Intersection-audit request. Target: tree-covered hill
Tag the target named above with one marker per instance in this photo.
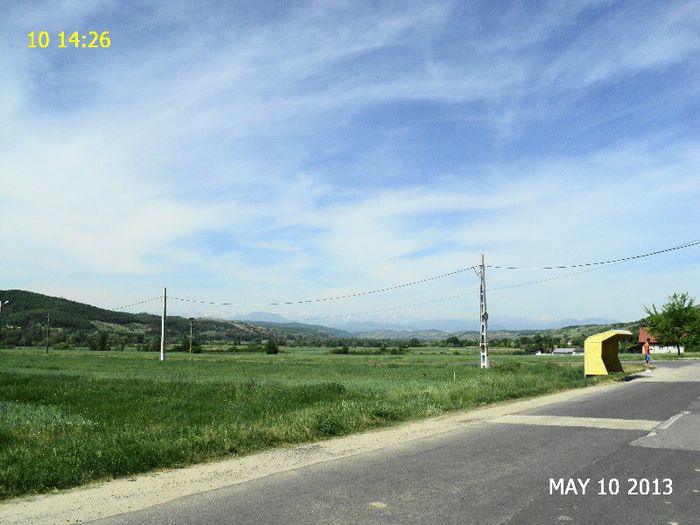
(76, 324)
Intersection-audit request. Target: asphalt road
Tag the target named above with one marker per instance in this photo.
(507, 470)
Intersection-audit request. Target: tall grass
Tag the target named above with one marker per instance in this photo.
(73, 417)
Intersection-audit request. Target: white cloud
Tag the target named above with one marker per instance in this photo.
(228, 134)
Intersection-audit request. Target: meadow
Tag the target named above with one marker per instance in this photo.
(74, 416)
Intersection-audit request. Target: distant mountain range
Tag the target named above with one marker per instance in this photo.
(71, 321)
(442, 325)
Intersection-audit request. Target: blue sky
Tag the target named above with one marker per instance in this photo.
(252, 152)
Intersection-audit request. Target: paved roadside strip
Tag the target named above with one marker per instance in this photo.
(114, 497)
(589, 422)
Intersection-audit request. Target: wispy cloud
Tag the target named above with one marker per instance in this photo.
(267, 154)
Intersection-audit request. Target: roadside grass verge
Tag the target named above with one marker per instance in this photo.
(72, 417)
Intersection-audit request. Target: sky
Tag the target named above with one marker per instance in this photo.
(258, 152)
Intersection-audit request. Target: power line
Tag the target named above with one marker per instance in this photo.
(598, 263)
(140, 302)
(459, 296)
(590, 265)
(333, 298)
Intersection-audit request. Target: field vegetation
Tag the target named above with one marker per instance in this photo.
(75, 416)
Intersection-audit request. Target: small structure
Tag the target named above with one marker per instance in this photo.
(601, 352)
(654, 346)
(570, 350)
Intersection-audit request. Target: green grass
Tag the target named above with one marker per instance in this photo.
(74, 416)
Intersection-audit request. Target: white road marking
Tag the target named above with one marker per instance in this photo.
(569, 421)
(670, 421)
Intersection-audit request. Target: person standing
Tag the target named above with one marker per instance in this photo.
(647, 355)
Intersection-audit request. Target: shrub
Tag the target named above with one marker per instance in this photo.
(271, 347)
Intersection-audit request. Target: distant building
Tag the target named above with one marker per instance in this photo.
(655, 347)
(567, 351)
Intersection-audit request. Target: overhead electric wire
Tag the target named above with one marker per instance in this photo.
(591, 265)
(458, 296)
(597, 263)
(138, 303)
(333, 298)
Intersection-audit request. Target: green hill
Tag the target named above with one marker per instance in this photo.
(74, 324)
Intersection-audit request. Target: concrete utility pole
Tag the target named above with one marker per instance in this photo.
(1, 303)
(162, 325)
(48, 322)
(483, 316)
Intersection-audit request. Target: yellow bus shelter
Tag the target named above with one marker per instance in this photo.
(600, 352)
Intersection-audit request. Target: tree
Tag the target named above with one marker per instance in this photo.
(677, 323)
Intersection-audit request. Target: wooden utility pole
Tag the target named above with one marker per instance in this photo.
(162, 325)
(483, 316)
(48, 321)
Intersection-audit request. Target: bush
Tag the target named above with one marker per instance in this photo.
(271, 347)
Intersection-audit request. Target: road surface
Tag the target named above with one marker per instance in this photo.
(642, 437)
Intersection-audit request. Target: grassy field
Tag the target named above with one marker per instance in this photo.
(74, 416)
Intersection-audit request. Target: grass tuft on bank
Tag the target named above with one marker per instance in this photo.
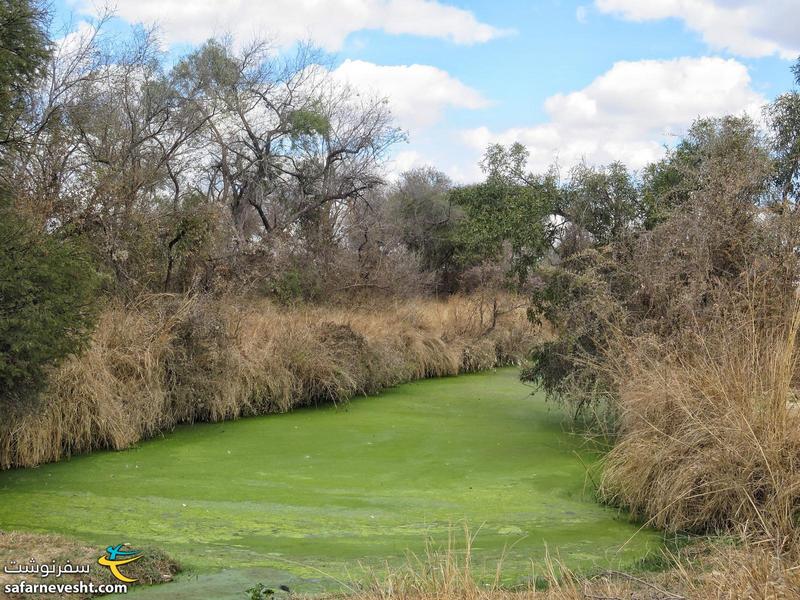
(171, 359)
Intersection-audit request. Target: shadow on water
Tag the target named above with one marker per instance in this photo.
(302, 499)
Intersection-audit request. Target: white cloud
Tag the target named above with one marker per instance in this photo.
(629, 112)
(746, 27)
(327, 23)
(417, 94)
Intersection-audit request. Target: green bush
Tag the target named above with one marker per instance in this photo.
(48, 300)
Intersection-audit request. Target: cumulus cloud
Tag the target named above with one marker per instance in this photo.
(417, 94)
(747, 27)
(630, 112)
(326, 23)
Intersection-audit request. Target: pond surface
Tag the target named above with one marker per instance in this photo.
(312, 497)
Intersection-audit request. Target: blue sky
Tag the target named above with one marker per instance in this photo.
(594, 80)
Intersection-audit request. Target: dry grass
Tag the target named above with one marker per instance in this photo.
(173, 359)
(703, 571)
(710, 435)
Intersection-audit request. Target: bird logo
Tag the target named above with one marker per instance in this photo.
(115, 557)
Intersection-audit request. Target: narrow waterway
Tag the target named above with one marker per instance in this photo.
(304, 498)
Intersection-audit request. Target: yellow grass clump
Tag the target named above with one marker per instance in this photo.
(710, 434)
(170, 359)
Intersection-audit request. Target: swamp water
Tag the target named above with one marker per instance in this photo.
(312, 498)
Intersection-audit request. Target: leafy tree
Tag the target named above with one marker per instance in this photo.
(420, 207)
(47, 304)
(502, 213)
(602, 202)
(24, 49)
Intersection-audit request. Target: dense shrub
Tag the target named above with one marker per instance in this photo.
(48, 304)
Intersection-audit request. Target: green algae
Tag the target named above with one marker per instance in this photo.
(312, 497)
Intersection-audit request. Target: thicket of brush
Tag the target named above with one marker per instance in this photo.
(178, 359)
(701, 571)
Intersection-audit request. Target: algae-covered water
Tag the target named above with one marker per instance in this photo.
(305, 498)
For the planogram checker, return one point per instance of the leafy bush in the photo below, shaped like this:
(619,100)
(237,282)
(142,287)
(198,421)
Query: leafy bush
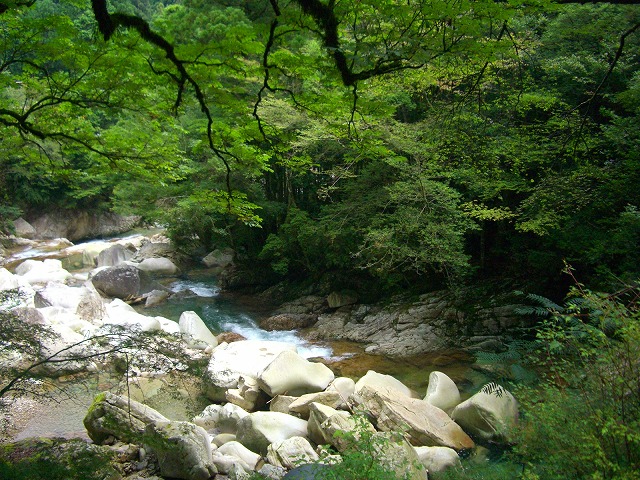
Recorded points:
(583,421)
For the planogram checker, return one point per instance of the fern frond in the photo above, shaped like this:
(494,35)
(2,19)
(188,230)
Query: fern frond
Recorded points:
(493,388)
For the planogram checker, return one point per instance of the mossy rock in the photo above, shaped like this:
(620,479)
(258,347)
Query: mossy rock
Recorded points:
(56,459)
========
#### Required work
Your task is to list each line of the records with the word "surface".

#### Result for this exercise
Intersection-audit request. Target: road surface
Intersection-audit request. Target: pond surface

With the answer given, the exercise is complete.